* **EXERCISE INSTRUCTIONS**
Exactly as given, reproduce the records in full.
RECORDS TO PROCESS below:
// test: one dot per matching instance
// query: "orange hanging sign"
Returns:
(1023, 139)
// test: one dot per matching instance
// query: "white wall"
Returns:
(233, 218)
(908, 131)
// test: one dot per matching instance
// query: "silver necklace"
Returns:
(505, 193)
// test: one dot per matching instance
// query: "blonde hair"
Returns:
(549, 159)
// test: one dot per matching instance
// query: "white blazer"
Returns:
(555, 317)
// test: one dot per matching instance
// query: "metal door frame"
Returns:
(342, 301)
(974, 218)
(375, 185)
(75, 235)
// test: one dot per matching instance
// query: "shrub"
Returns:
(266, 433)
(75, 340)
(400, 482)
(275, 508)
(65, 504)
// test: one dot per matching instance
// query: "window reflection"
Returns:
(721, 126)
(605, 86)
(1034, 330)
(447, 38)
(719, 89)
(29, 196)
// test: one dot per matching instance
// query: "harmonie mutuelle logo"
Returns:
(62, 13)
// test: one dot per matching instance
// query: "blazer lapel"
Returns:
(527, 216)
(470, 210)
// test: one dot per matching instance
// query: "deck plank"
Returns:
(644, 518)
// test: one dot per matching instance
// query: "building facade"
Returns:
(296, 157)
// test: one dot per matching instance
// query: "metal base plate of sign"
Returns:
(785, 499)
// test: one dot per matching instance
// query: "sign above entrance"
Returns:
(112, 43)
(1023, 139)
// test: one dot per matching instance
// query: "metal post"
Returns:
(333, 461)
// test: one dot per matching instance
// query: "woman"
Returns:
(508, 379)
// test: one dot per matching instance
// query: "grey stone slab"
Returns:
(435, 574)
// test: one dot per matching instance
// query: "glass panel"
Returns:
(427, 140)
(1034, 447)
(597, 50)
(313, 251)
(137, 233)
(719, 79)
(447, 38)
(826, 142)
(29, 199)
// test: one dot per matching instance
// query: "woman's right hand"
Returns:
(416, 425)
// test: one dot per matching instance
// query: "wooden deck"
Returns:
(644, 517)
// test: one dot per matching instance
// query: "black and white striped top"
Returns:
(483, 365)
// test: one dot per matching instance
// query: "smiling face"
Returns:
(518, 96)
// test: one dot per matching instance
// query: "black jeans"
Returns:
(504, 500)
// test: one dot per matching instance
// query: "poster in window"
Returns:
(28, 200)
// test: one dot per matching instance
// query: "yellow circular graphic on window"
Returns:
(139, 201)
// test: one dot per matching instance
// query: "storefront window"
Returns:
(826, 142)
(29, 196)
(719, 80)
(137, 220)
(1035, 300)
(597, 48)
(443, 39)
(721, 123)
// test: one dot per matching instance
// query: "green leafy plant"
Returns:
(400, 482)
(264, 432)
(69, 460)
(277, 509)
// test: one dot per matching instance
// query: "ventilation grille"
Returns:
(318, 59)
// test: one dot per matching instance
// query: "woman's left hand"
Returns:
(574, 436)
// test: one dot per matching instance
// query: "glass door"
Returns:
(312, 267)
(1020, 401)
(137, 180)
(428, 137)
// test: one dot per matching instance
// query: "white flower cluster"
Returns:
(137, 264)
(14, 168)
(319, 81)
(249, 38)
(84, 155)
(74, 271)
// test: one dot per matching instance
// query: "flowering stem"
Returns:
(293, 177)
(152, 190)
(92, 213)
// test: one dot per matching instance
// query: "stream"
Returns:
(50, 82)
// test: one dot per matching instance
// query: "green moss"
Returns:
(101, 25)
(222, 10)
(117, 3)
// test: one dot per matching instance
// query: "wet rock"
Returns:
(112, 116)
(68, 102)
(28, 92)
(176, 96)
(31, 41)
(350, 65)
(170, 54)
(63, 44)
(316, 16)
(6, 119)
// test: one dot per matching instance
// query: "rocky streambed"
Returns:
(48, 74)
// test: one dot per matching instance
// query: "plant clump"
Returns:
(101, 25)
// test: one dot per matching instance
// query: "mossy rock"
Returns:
End of RECORDS TO PROCESS.
* **RESPONSE BELOW**
// test: one dot per matching instance
// query: "orange hanging sign"
Returns:
(1023, 139)
// test: one dot per matching instance
// query: "white wall"
Returns:
(233, 218)
(908, 131)
// test: one dot per matching instance
// query: "silver necklace"
Returns:
(505, 193)
// test: one dot per matching instance
// query: "blonde hair"
Returns:
(549, 159)
// test: one dot per matching instance
// query: "white blazer"
Returns:
(555, 317)
// test: one dot per matching instance
// query: "metal door frame"
Returns:
(342, 301)
(974, 218)
(375, 185)
(75, 235)
// test: one dot per matching instance
// query: "shrub"
Returns:
(266, 433)
(75, 340)
(400, 482)
(275, 508)
(65, 504)
// test: one dot per matching instance
// query: "window reflection"
Returns:
(721, 126)
(605, 86)
(1034, 330)
(447, 38)
(719, 89)
(29, 196)
// test: one dot per matching instance
// query: "harmonie mutuelle logo"
Returns:
(62, 13)
// test: one dot per matching instance
// query: "blazer lapel"
Returns:
(527, 216)
(470, 210)
// test: one dot per matching instance
// query: "deck plank"
Returns:
(644, 518)
// test: one dot per matching instance
// query: "building facade"
Returns:
(296, 157)
// test: one dot per matching instance
// query: "metal base plate of sign"
Returns:
(785, 499)
// test: one dot per matching instance
// query: "sign above entrance"
Returns:
(112, 43)
(1023, 139)
// test: one dot per matching instance
// query: "metal post"
Returns:
(333, 461)
// test: one dot per matching instance
// query: "woman"
Returns:
(508, 379)
// test: one dot per matching instance
// query: "grey stone slab"
Returns:
(435, 574)
// test: one dot per matching instance
// query: "glass panel"
Returns:
(427, 140)
(1034, 447)
(597, 50)
(313, 251)
(137, 233)
(719, 79)
(447, 38)
(826, 142)
(29, 199)
// test: one dot per matching instance
// query: "woman's right hand"
Returns:
(416, 425)
// test: one dot per matching instance
// query: "wooden deck"
Returns:
(644, 517)
// test: one dot per matching instance
// query: "black and white striped top"
Returns:
(483, 365)
// test: one dot per matching instance
// query: "smiling face"
Returns:
(518, 96)
// test: one dot per matching instance
// query: "black jeans"
Returns:
(504, 500)
// test: one dot per matching instance
// query: "poster in window"
Returns:
(28, 200)
// test: one dot per matching instance
// query: "yellow circular graphic on window"
Returns:
(139, 201)
// test: one dot per matching instance
// query: "storefront window"
Returns:
(826, 142)
(29, 196)
(719, 80)
(137, 220)
(1035, 300)
(597, 48)
(443, 39)
(721, 123)
// test: one dot per matching instance
// query: "green leafy plant"
Returns:
(400, 482)
(264, 432)
(69, 460)
(277, 509)
// test: one dot per matching instance
// query: "ventilation grille"
Returns:
(318, 59)
// test: one dot per matching instance
// query: "woman's left hand"
Returns:
(574, 436)
// test: one dot per matching instance
// query: "glass door"
Returns:
(312, 267)
(1020, 401)
(137, 180)
(428, 137)
// test: one dot per matching instance
// query: "white flower cluster"
Returns:
(137, 264)
(14, 168)
(319, 81)
(249, 38)
(84, 155)
(74, 271)
// test: one dot per matching instance
// query: "flowering stem"
Returns:
(293, 177)
(152, 190)
(92, 213)
// test: one dot per matching instance
// query: "stream"
Returns:
(50, 82)
// test: one dot per matching instance
// query: "green moss"
Returns:
(101, 25)
(222, 10)
(117, 3)
// test: one dot per matching instance
// query: "wet rock"
Returns:
(112, 116)
(68, 102)
(28, 92)
(176, 96)
(31, 41)
(350, 65)
(170, 54)
(63, 44)
(316, 16)
(6, 119)
// test: one dot per matching instance
// query: "rocky streambed"
Returns:
(48, 74)
// test: one dot per matching instance
// query: "plant clump"
Returns:
(101, 25)
// test: one dot per matching instance
// query: "mossy rock"
Returns:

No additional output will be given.